→ **Task directions**: All lines from the one that contains "Target: yellow stamen cluster" through the final line of the entries must be repeated exactly. No other lines belong in the output.

→ **The data**:
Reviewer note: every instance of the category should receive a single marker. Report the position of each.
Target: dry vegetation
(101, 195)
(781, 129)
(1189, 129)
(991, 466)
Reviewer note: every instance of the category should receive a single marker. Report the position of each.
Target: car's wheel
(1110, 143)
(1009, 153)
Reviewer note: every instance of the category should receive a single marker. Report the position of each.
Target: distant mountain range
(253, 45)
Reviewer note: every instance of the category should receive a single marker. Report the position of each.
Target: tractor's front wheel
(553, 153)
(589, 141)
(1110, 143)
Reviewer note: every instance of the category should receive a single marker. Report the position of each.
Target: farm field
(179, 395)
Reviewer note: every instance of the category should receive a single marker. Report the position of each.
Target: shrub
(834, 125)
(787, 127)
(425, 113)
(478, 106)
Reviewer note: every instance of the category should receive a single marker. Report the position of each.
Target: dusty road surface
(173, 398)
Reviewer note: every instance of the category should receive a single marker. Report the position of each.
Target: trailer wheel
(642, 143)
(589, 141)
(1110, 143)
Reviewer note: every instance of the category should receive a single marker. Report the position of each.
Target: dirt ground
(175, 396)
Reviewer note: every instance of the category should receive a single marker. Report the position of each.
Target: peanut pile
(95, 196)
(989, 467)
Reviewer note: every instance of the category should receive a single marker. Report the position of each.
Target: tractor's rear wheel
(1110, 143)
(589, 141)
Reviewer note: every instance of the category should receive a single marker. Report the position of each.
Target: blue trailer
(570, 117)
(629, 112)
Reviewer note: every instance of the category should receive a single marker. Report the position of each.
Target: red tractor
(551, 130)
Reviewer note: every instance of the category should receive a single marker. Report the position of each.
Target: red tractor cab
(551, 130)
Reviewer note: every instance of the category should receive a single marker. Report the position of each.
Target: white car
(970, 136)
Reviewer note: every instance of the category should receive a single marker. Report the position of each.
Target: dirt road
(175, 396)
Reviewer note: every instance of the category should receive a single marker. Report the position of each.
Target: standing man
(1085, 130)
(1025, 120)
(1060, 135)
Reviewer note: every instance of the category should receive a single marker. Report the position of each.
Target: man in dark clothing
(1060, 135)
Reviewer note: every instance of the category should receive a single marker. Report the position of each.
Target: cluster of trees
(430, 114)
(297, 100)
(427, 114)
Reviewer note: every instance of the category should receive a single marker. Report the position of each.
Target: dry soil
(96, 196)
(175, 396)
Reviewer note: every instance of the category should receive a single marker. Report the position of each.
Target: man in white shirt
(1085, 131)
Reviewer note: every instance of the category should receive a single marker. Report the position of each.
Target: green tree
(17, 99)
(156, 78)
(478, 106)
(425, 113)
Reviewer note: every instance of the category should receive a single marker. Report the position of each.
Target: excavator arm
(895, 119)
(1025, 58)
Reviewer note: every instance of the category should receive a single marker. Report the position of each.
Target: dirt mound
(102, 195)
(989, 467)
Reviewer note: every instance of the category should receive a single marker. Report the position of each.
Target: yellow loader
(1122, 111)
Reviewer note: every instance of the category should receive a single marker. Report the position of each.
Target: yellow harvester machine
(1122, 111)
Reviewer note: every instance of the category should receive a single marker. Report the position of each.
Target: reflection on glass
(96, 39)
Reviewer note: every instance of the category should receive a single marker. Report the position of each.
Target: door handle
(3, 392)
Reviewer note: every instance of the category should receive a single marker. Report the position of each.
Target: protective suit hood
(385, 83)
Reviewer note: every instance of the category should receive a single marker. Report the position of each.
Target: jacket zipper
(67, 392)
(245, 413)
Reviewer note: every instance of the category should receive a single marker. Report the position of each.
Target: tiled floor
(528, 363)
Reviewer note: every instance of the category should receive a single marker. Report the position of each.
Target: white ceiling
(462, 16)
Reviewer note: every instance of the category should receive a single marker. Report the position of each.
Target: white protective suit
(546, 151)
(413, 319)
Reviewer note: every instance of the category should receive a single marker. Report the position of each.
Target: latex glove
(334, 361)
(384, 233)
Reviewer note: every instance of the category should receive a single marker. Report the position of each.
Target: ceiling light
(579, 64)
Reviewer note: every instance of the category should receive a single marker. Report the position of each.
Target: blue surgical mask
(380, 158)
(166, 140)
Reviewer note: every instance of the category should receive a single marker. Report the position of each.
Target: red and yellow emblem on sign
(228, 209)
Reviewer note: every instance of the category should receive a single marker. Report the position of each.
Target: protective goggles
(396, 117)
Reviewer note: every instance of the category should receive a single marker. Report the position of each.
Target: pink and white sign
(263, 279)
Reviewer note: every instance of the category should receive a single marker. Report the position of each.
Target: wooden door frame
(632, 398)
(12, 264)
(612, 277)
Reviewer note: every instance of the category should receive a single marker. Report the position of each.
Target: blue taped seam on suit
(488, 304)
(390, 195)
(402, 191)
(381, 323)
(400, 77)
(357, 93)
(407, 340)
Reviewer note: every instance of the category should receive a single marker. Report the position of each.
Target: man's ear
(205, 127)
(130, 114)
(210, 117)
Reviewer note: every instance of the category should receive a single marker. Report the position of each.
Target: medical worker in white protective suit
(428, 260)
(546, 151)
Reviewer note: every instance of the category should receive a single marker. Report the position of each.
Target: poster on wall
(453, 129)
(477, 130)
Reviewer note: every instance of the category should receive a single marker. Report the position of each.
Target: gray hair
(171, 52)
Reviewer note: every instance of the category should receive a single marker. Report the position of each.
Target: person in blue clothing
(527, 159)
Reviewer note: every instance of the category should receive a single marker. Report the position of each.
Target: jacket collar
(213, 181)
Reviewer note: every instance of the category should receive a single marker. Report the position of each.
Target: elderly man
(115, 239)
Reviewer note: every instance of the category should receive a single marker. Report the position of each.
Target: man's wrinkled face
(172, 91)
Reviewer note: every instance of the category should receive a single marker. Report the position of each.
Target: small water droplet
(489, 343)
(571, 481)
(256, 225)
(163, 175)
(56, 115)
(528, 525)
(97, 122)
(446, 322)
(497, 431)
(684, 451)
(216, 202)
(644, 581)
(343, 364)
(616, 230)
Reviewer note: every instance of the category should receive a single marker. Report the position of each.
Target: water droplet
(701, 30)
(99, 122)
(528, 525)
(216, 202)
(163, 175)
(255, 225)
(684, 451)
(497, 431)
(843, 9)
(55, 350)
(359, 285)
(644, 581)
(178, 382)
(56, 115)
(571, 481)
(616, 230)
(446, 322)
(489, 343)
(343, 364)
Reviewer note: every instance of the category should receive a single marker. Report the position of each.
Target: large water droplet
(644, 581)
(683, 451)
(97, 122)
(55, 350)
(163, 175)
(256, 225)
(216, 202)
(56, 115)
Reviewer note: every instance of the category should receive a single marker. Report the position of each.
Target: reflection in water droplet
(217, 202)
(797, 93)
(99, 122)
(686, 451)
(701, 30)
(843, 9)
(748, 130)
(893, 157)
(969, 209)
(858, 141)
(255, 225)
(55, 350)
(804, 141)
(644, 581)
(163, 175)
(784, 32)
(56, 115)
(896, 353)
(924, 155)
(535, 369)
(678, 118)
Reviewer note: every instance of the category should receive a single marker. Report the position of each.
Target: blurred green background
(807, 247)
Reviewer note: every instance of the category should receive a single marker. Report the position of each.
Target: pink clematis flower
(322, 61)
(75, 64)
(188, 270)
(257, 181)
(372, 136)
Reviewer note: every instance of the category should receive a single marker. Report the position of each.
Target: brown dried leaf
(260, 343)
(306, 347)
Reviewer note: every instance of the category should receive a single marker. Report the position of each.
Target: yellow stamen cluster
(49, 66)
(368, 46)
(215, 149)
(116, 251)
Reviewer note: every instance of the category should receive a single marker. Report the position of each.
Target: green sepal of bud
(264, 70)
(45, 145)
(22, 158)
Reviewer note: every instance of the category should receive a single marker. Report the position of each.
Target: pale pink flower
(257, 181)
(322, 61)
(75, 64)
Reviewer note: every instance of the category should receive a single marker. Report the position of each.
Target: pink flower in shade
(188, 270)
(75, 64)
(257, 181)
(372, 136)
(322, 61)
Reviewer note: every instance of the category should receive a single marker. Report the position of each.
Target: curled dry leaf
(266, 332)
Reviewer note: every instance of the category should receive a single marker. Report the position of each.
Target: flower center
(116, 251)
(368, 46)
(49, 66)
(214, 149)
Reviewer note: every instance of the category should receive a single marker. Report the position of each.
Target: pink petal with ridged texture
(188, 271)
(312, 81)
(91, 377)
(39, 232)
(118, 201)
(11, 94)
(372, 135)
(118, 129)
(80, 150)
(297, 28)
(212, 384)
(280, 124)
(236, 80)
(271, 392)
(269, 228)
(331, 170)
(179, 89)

→ **Task output**:
Target: yellow stamen cluster
(49, 66)
(368, 46)
(215, 149)
(116, 251)
Reviewer note: every instance of the category should receive a single marker. Report the position of each.
Target: green sepal of bud
(264, 70)
(45, 145)
(22, 158)
Reviewer note: every instance of the category should receive a single marker. Report the position of each.
Target: pale pink flower
(257, 181)
(322, 61)
(75, 64)
Reviewer note: every instance of the category should receive a single marker. Report the position of each.
Target: pink flower in shade
(188, 270)
(75, 64)
(257, 181)
(372, 136)
(322, 61)
Reviewer note: every instance of the category should receive a single marker. Report the position of each.
Target: curled dry leaf
(266, 332)
Reviewer note: every instance of the category should receive a single marker. Report the position of each.
Target: flower center
(116, 251)
(368, 46)
(49, 66)
(214, 149)
Reviewer note: every instance of the category should receive a single marker. Report the position of each.
Target: pink petal with ridged texture
(188, 271)
(312, 81)
(91, 377)
(39, 232)
(118, 201)
(11, 94)
(372, 135)
(118, 129)
(80, 150)
(297, 28)
(212, 384)
(280, 124)
(236, 80)
(271, 392)
(269, 228)
(331, 170)
(179, 89)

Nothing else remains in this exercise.